◆ **Text**
____________________

Value creation in the '12 is the new 5' era: the mid-market needs an operating partner, not another cost programme
By Massimiliano Moreni (Eng.) ·
With cheap leverage and multiple expansion gone, buyout returns now depend on operational alpha. For funds that cannot staff a Capstone-style team, an embedded operating partner is the decisive value-creation lever.
Bain's Global Private Equity Report 2026 says deals now need roughly 10 to 12 percent annual EBITDA growth where 5 percent once sufficed, and McKinsey calls operational value creation the primary return driver of the next cycle. For mid-market funds that cannot build a dedicated portfolio-operations team, an embedded operating partner, full-time or fractional, is now the decisive lever.
The era of buying low and selling high is over. For most of the 2010s, private equity earned the majority of its returns from forces outside the operating business: entry multiples that expanded on exit, and cheap debt that flattered equity returns. Bain and Company's Global Private Equity Report 2026 draws the line under that period bluntly. A deal that needed just 5 percent annual EBITDA growth to deliver a 2.5x return a decade ago now needs closer to 10 to 12 percent. The firm's shorthand, 12 is the new 5, is the most important sentence a fund board will read this year.
The arithmetic is unforgiving, and it changes who wins. Global buyout deal value has recovered to roughly 904 billion dollars, but the recovery rewards a different skill. With multiple expansion and leverage no longer doing the heavy lifting, value now has to be manufactured inside the company. McKinsey's Global Private Markets Report 2026 is explicit that operational value creation is likely to be the primary source of returns for GPs and their limited partners in the coming cycle. In plain terms: the investment thesis is no longer a spreadsheet, it is an operating plan.
The mega-funds industrialised this years ago. Most funds did not. The largest firms answered the operational-alpha question by building dedicated portfolio-operations machines, KKR Capstone, Bain Capital's Portfolio Group, Apollo's APPS, whose only job is to generate value across dozens of holdings. The mid-market, where most deals actually happen, cannot replicate that. A fund with eight to fifteen portfolio companies cannot carry a standing bench of functional experts, yet it faces exactly the same 12 percent mandate. This is the structural gap of 2026: the pressure has become universal, the capability has not.

____________________

◆ **Recorded information**
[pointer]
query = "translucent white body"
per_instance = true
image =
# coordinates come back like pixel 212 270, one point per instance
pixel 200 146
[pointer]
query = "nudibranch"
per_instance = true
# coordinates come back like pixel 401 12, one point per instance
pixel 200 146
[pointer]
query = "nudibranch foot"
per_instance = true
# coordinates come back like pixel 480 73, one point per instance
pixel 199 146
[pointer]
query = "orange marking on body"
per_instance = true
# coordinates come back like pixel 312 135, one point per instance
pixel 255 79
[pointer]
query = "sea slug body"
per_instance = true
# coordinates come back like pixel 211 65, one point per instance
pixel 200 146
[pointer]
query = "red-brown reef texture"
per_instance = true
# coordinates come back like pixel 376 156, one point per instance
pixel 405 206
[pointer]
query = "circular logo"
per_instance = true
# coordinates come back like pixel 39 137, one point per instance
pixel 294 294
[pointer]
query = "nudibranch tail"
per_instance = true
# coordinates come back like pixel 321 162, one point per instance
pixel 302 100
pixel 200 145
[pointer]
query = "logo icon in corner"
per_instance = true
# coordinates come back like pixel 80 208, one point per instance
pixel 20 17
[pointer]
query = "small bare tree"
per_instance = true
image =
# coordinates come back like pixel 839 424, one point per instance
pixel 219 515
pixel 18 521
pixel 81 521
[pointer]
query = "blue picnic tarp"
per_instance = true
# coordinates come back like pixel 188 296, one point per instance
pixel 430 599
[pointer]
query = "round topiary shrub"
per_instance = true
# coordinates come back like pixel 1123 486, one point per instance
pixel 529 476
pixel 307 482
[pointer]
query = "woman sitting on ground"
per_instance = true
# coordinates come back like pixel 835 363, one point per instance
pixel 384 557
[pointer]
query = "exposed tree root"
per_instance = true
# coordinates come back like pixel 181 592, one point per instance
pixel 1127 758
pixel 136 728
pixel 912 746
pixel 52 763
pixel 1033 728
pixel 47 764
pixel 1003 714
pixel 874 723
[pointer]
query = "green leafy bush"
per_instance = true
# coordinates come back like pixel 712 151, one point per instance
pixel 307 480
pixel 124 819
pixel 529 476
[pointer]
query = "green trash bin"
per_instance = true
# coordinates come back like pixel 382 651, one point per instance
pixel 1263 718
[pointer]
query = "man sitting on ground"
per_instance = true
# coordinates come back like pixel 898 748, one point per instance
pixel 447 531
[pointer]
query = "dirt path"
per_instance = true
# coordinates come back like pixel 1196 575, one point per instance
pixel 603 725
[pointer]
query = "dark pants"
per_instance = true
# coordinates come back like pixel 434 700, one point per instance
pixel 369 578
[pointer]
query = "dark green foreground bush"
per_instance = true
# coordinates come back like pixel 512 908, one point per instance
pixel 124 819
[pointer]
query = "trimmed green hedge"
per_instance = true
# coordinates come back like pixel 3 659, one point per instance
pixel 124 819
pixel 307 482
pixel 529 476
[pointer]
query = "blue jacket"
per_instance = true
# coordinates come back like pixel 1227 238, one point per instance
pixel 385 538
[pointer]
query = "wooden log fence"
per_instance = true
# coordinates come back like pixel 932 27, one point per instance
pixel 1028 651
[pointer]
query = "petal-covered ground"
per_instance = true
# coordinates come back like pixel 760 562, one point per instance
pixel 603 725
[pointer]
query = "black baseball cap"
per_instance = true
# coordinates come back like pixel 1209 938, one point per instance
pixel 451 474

____________________

Rewrite the article on mid-market value creation from the words "Bain's Global Private" through "the decisive lever.", putting "part-time" in place of "fractional". The entries play no part in this work.

◆ **Result below**
Bain's Global Private Equity Report 2026 says deals now need roughly 10 to 12 percent annual EBITDA growth where 5 percent once sufficed, and McKinsey calls operational value creation the primary return driver of the next cycle. For mid-market funds that cannot build a dedicated portfolio-operations team, an embedded operating partner, full-time or part-time, is now the decisive lever.